**Text passage:**
++++++

Kurdyka-Łojasiewicz Inequality in Optimization

Updated 11 January 2026

Kurdyka-Łojasiewicz inequality is a foundational result linking function value gaps with subgradient norms, crucial for analyzing convergence in optimization.
It generalizes the classical Łojasiewicz gradient inequality to nonsmooth, infinite-dimensional, and composite settings with explicit rate regimes.
Recent advances introduce the exact modulus and calculus rules for desingularizers, enhancing rate optimality across various algorithmic frameworks.

++++++

**Stated goal A:** Pull out the rows word for word, covering the stretch from the first row through the line that contains "326,141 -> 344,154".
The passage on the Kurdyka-Łojasiewicz inequality and the rows come from unrelated sources.

**Data for the task:**
++++++

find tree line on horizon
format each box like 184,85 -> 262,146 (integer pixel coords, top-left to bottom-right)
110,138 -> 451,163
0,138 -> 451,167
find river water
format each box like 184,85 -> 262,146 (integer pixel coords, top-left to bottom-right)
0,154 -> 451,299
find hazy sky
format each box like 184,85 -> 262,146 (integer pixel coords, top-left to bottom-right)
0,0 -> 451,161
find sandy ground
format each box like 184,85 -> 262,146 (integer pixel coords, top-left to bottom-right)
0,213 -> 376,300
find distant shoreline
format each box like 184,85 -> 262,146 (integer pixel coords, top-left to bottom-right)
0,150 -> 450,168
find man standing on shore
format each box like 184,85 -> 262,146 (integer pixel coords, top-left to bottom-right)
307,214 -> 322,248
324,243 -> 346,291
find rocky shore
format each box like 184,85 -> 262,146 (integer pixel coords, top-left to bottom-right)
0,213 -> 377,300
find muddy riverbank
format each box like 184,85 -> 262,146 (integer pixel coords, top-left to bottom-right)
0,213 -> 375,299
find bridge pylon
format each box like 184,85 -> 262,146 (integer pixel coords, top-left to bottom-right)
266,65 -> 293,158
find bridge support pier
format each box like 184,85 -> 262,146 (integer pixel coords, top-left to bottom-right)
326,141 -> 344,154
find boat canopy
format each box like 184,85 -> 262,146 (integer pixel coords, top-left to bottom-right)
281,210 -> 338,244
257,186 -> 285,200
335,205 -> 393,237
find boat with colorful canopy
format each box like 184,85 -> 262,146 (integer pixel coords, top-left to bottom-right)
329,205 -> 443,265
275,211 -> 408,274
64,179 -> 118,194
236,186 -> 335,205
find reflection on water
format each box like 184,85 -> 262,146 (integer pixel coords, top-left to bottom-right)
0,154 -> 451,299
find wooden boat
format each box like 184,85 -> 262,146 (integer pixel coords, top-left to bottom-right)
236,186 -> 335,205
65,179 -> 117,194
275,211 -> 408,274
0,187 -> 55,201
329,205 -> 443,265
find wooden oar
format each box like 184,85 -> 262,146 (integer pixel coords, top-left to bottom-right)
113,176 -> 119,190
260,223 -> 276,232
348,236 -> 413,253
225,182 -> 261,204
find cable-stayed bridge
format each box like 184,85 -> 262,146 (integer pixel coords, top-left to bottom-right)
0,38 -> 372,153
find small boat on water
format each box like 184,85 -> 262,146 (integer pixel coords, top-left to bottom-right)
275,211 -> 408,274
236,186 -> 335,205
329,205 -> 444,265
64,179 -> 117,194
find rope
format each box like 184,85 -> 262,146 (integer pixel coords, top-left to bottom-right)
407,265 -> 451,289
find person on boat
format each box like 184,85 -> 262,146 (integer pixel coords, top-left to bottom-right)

++++++

**Stated goal B:** Extend the passage on the Kurdyka-Łojasiewicz inequality in optimization, picking up after its final sentence.

**Right answer A:**
find tree line on horizon
format each box like 184,85 -> 262,146 (integer pixel coords, top-left to bottom-right)
110,138 -> 451,163
0,138 -> 451,167
find river water
format each box like 184,85 -> 262,146 (integer pixel coords, top-left to bottom-right)
0,154 -> 451,299
find hazy sky
format each box like 184,85 -> 262,146 (integer pixel coords, top-left to bottom-right)
0,0 -> 451,161
find sandy ground
format each box like 184,85 -> 262,146 (integer pixel coords, top-left to bottom-right)
0,213 -> 376,300
find distant shoreline
format each box like 184,85 -> 262,146 (integer pixel coords, top-left to bottom-right)
0,150 -> 450,168
find man standing on shore
format each box like 184,85 -> 262,146 (integer pixel coords, top-left to bottom-right)
307,214 -> 322,248
324,243 -> 346,291
find rocky shore
format each box like 184,85 -> 262,146 (integer pixel coords, top-left to bottom-right)
0,213 -> 377,300
find muddy riverbank
format each box like 184,85 -> 262,146 (integer pixel coords, top-left to bottom-right)
0,213 -> 375,299
find bridge pylon
format each box like 184,85 -> 262,146 (integer pixel coords, top-left to bottom-right)
266,65 -> 293,158
find bridge support pier
format each box like 184,85 -> 262,146 (integer pixel coords, top-left to bottom-right)
326,141 -> 344,154

**Right answer B:**
The Kurdyka-Łojasiewicz (KL) inequality is a foundational result in nonsmooth and nonconvex analysis that quantitatively relates function value gaps to subgradient norms and provides the key geometric condition underlying the global convergence and complexity analysis of modern optimization algorithms. The inequality generalizes the classical Łojasiewicz gradient inequality from real-analytic functions to a much broader class including subanalytic, semialgebraic, and even nonsmooth or infinite-dimensional energies. The KL property governs not just the existence of convergence but also explicit rates—linear, sublinear, or superlinear—depending on the geometric exponent or desingularizing function present. Recent advances define the exact modulus of the KL property and develop calculus rules for the generalized (possibly nondifferentiable) desingularizers, allowing very fine control and transfer of this property across sums, minima, compositions, and separable structures of functions.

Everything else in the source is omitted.